The records below are to be transcribed exactly as they appear.
──────── Dataset content ────────
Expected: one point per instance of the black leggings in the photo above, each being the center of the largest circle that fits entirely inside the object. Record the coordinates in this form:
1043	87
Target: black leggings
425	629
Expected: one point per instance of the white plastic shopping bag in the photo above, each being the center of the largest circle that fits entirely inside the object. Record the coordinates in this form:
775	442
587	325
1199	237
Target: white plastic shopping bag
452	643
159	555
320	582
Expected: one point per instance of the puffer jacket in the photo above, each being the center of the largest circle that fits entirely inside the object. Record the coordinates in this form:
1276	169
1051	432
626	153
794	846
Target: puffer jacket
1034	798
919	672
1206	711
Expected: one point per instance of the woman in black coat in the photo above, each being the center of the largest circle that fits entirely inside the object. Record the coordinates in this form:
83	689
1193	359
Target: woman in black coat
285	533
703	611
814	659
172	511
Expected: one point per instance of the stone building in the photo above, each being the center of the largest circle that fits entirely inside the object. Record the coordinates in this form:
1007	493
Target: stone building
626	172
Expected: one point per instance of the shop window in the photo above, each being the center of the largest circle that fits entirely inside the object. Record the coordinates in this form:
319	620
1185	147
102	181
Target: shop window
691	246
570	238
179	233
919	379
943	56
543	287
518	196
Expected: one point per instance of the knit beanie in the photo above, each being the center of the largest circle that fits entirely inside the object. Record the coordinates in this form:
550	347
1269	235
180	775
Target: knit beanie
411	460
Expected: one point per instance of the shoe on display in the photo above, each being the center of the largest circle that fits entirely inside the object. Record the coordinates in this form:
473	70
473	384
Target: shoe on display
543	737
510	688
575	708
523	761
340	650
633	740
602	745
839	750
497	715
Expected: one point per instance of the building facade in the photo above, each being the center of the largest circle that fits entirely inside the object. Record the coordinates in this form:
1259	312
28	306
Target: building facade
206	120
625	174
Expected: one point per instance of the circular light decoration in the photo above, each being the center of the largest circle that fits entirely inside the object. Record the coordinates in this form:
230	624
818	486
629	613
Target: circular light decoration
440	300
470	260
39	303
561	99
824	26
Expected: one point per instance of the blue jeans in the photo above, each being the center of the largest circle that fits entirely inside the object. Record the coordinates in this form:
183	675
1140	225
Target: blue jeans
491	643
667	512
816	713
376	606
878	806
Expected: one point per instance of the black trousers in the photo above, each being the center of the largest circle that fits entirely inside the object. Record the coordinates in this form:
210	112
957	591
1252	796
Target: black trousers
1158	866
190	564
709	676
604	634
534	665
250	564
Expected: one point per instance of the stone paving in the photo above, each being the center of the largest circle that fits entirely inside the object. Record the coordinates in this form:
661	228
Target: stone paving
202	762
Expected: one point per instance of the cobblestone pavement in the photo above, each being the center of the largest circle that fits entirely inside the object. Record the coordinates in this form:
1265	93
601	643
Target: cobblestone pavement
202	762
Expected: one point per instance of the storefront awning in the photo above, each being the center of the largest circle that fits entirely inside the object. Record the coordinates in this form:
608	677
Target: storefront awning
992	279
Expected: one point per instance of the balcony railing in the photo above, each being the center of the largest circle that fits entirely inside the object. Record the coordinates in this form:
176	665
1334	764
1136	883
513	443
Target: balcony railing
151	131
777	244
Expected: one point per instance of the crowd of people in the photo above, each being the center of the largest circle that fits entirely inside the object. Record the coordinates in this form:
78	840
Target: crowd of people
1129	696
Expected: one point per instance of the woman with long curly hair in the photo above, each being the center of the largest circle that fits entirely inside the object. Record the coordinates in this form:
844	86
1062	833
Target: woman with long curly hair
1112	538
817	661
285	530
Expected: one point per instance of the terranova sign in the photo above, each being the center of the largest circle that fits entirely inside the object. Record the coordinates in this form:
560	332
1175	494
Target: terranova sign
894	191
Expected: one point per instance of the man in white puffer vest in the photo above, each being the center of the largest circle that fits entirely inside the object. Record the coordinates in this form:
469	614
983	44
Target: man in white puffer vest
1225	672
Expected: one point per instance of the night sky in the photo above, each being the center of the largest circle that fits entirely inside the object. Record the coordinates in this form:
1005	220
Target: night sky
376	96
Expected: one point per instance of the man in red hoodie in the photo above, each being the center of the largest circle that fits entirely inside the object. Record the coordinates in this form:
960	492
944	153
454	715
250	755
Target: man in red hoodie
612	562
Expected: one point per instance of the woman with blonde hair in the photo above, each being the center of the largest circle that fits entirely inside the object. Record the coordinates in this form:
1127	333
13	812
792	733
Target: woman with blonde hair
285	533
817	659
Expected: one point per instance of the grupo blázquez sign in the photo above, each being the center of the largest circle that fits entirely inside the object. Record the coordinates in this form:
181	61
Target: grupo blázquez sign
────────
__Exercise result__.
Expected: one point per instance of the black leggings in the photo above, each being the center of the largest circle that fits entirely inside the object. Record the coordinates in this form:
1043	87
Target: black leggings
425	629
Expected: one point per instance of the white plastic shopping bag in the photo above, each being the center of the largest circle that fits entirely inside the object. Record the coordinates in this form:
775	442
587	325
1199	237
Target: white plastic shopping bag
452	643
159	555
320	582
Expected: one point per instance of the puffer jacket in the photo above, each being the center of the largest circle that fits entirely inside the object. Record the coordinates in this form:
1276	169
1051	432
626	153
794	846
Target: puffer jacket
1034	798
919	672
1206	711
Expected: one point per instance of the woman in black coat in the photo above, each being the center of the largest circle that fits entirely inside the object. Record the coordinates in this form:
83	689
1193	359
Target: woman in black coat
285	533
703	611
814	659
172	511
Expected: one point per instance of the stone building in the photo above, each being the center of the largest circle that fits entirely inside the object. Record the coordinates in this form:
1007	493
Target: stone building
626	172
Expected: one point per instance of the shop window in the photo above, each being the center of the largest circle that fits entirely inside the object. Record the coordinates in this form:
319	620
1185	147
102	181
Target: shop window
691	246
570	238
179	233
919	379
943	56
543	287
518	196
Expected: one point per instance of the knit beanie in the photo above, each being the center of the largest circle that fits entirely inside the object. Record the coordinates in this form:
550	347
1269	235
180	775
Target: knit beanie
411	460
Expected: one point per instance of the shoe on display in the photo above, each being the center of the largest circle that fits entirely inside the object. Record the coordinates in this form:
473	70
473	384
Target: shoe on display
543	737
510	688
575	708
523	761
340	650
633	740
602	745
839	750
497	715
Expected: one point per instance of the building facade in the photo above, each being the center of the largest circle that fits entirely inside the object. Record the coordinates in this form:
1259	312
28	306
Target: building facade
206	120
625	174
Expected: one point per instance of the circular light decoration in the photo above, each being the center of the largest circle that fits entirely inside the object. Record the coordinates in this form:
230	624
818	486
629	613
Target: circular light decoration
440	300
470	260
39	303
561	99
824	26
Expected: one point per instance of the blue jeans in the photo above, each being the center of the largest circle that fits entirely inside the object. Record the coordinates in this form:
183	675
1140	225
Target: blue jeans
491	643
667	512
816	713
376	606
878	806
Expected: one point per instance of the black trousers in the photo above, each being the center of the largest circle that fits entirely inside the object. Record the coordinates in this form:
210	112
957	591
1252	796
Target: black trousers
1158	866
190	564
709	676
604	634
534	665
250	564
Expected: one point per instance of the stone paving in the photo above, each being the center of the largest circle that fits entirely inside the object. Record the coordinates in this form:
661	228
Target: stone paving
202	762
Expected: one point per instance of the cobblestone pavement in the photo above, each being the center of the largest circle that fits entirely inside the object. Record the coordinates in this form:
1265	93
601	643
Target: cobblestone pavement
202	762
Expected: one point per instance of the storefront awning in the photo above, each being the center of the largest circle that fits entirely inside the object. Record the coordinates in this form:
608	677
Target: storefront awning
992	279
Expected: one point per instance of the balcony railing in the photo above, each being the center of the largest circle that fits entirely inside the object. Record the coordinates in this form:
176	665
1334	764
1136	883
513	443
Target: balcony railing
151	131
777	244
Expected: one point per instance of the crowd of people in the photo above, each being the center of the largest circle that fits entirely inside the object. Record the coordinates in this form:
78	840
Target: crowd of people
1129	696
Expected: one point per instance of the woman with long curly hair in the photo above, each being the center of the largest circle that fits entirely inside the object. Record the coordinates in this form:
844	86
1062	833
Target: woman with long curly hair
1112	538
817	661
285	530
Expected: one point per instance of the terranova sign in the photo above, each being the center of the largest circle that fits entirely inside the object. Record the coordinates in this form:
560	332
1175	494
Target: terranova sign
894	191
Expected: one point per instance of the man in white puffer vest in the photo above, each being the center of the largest circle that fits entirely inside the object. Record the coordinates in this form:
469	614
983	44
Target: man in white puffer vest
1225	672
Expected: one point per instance of the night sky in the photo above, each being the center of the largest circle that fits entirely inside the object. Record the coordinates in this form:
1005	220
Target: night sky
376	96
Expected: one point per instance of the man in red hoodie in the photo above, each being the center of the largest circle that fits entirely inside the object. Record the coordinates in this form:
960	492
944	153
454	715
250	755
Target: man in red hoodie
612	562
Expected: one point per instance of the woman with blonde hair in the photo above, each being the center of the largest circle that fits entirely inside the object. Record the coordinates in this form:
1127	333
13	812
792	733
Target: woman with blonde hair
285	533
817	659
Expected: one point per instance of the grupo blázquez sign in the photo above, each being the center of the largest circle that fits entirely inside the object. Record the coordinates in this form:
181	61
Target: grupo blázquez sign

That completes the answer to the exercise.